### SET EXERCISE:
Copy, word for word, the lines of the records below, starting at the line that contains "Find the white" and ending at the line that contains "<point>295,101</point>", with both of those lines included.

===== DATASET =====

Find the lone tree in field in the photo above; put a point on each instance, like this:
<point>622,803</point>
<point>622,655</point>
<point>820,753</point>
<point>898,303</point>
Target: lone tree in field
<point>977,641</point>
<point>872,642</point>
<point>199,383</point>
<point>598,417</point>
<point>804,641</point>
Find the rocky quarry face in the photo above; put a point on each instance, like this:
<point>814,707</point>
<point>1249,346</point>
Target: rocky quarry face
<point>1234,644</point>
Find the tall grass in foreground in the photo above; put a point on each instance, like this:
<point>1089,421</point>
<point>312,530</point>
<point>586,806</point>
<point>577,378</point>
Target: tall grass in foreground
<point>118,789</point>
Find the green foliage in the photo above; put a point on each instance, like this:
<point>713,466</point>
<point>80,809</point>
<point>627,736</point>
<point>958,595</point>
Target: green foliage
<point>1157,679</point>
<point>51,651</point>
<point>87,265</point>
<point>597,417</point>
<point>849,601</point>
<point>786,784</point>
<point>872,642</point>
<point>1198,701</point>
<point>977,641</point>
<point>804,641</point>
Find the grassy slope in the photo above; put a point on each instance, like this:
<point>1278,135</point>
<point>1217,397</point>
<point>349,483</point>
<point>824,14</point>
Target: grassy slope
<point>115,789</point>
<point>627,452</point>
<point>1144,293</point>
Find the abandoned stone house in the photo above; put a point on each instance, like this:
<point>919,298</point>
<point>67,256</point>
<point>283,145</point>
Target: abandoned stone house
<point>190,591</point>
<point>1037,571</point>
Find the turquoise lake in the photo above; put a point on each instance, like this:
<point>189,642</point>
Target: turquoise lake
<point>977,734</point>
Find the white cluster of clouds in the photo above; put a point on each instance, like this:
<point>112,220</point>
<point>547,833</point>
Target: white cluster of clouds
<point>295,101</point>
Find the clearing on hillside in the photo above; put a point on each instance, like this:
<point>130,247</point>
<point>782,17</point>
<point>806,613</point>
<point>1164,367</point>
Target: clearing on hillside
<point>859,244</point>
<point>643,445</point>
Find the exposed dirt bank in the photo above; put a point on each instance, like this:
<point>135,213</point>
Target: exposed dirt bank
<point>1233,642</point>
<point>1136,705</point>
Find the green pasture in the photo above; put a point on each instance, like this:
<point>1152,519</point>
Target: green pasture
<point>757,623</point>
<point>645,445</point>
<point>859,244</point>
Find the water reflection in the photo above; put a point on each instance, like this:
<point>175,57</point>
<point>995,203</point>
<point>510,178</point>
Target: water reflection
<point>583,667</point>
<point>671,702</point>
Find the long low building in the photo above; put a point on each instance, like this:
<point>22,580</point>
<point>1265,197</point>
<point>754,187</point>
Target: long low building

=====

### FULL ANSWER:
Find the white cluster of clouds in the photo above; put a point on each instance, like this:
<point>112,220</point>
<point>547,833</point>
Target: white cluster of clouds
<point>295,101</point>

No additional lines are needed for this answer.